* _RICHIESTE_
A – Rispondi a queste domande sul testo relativo all'intervento nella procedura esecutiva, contrassegnando le risposte allo stesso modo:
(i) Secondo la Cassazione, qual è il termine ultimo per valorizzare l'atto di intervento al fine di determinare il saldo dovuto?
(ii) Quale articolo del c.p.c. prevede che, quando il processo è sospeso, nessun atto esecutivo può essere compiuto?
(iii) Quale pronuncia della Cassazione viene citata a sostegno della possibilità di spiegare intervento in pendenza di sospensione?
B – Riporta parola per parola il passo del testo relativo all'intervento nella procedura esecutiva, a partire da "Proseguendo in questo" e fino a "stato di quiescenza.".

* _TESTO FORNITO_

···

Il dato appena menzionato con riguardo alla modalità di determinazione della somma da versare unitamente all'istanza di conversione, potrebbe indurre a ritenere che unici interventi ammissibili nel caso di proposizione di istanza di conversione, siano quelli formalizzati fino alla data di presentazione della stessa.

La Cassazione, tuttavia, ha avuto modo di precisare come il termine ultimo per valorizzare l'atto di intervento al fine di determinare il saldo dovuto, non sia costituito dalla data di presentazione dell'istanza di conversione, bensì dalla udienza nella quale il giudice provvede (o si riserva di provvedere) sulla determinazione del saldo dovuto dall'esecutato (Cass. civ. n. 940/2012; nel medesimo senso, più di recente, Cass. civ. n. 411/2020), fermo restando che l'intervento, anche dopo l'emissione di tale ordinanza, può comunque reputarsi ammissibile, quanto meno per l'ipotesi di eventuale decadenza del debitore esecutato dal beneficio della conversione.

Proseguendo in questo percorso teso a scandagliare alcune particolarità in tema di intervento nella procedura esecutiva, può essere utile soffermarsi sulla possibilità di spiegare intervento in pendenza di sospensione della procedura esecutiva.

A riguardo, l'art. 626 c.p.c. prevede che quando il processo è sospeso, nessun atto esecutivo può essere compiuto, salvo diversa disposizione del giudice dell'esecuzione”.

Tale previsione normativa potrebbe indurre a ritenere che, in pendenza di sospensione della procedura esecutiva (sia essa disposta ai sensi degli artt. 623,624,624-bis c.p.c., ovvero, con specifico riguardo all'ipotesi di sospensione in pendenza di giudizio di divisione endo-esecutiva, ai sensi dell'art. 601, comma 1, c.p.c.) non sia ammesso alcun tipo di intervento, restando la medesima in uno stato di quiescenza.

Anche su questo argomento, però, la giurisprudenza di legittimità argomenta in senso diverso, affermando che “la preclusione degli atti esecutivi nel processo sospeso” trova la sua ratio nella necessità di “impedire che, nel medesimo processo esecutivo sospeso, si compiano atti che lo facciano proseguire con le operazioni materiali volte alla liquidazione del bene”, non restando dunque in alcun modo preclusa la possibilità di spiegare atto di intervento in pendenza di sospensione (Cass. civ. n. 6072/2012).

Il tempo dell'intervento in ipotesi di procedura esecutiva sospesa in pendenza di giudizio di divisione endo-esecutiva

Può essere utile, ora, soffermarsi su una particolare ipotesi di intervento spiegato in pendenza di sospensione della procedura esecutiva.

Viene in rilievo, così, l'ipotesi in cui un creditore spieghi intervento nel corso di una procedura esecutiva che sia stata sospesa ai sensi del citato primo comma dell'art. 601 c.p.c., al fine di consentire l'introduzione di un giudizio finalizzato a pervenire allo scioglimento della comunione su un bene in comproprietà fra l'esecutato ed altri soggetti estranei alla procedura.

Come si accennava in precedenza, non vi sono ragioni per ritenere radicalmente inammissibile tale intervento proposto in pendenza di sospensione, non ostando a tale intervento la previsione contenuta nell'art. 626 c.p.c., in tema di effetti della sospensione.

···

* _RECORD_

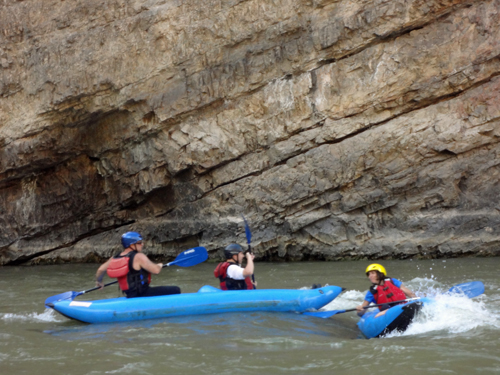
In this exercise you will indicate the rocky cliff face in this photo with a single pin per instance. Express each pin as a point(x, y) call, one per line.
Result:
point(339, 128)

···

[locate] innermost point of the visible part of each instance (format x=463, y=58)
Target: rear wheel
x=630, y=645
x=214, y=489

···

* _RISPOSTE PER RICHIESTA_
A –
(i) L'udienza nella quale il giudice provvede (o si riserva di provvedere) sulla determinazione del saldo dovuto dall'esecutato.
(ii) L'art. 626 c.p.c.
(iii) Cass. civ. n. 6072/2012.

B –
Proseguendo in questo percorso teso a scandagliare alcune particolarità in tema di intervento nella procedura esecutiva, può essere utile soffermarsi sulla possibilità di spiegare intervento in pendenza di sospensione della procedura esecutiva.

A riguardo, l'art. 626 c.p.c. prevede che quando il processo è sospeso, nessun atto esecutivo può essere compiuto, salvo diversa disposizione del giudice dell'esecuzione”.

Tale previsione normativa potrebbe indurre a ritenere che, in pendenza di sospensione della procedura esecutiva (sia essa disposta ai sensi degli artt. 623,624,624-bis c.p.c., ovvero, con specifico riguardo all'ipotesi di sospensione in pendenza di giudizio di divisione endo-esecutiva, ai sensi dell'art. 601, comma 1, c.p.c.) non sia ammesso alcun tipo di intervento, restando la medesima in uno stato di quiescenza.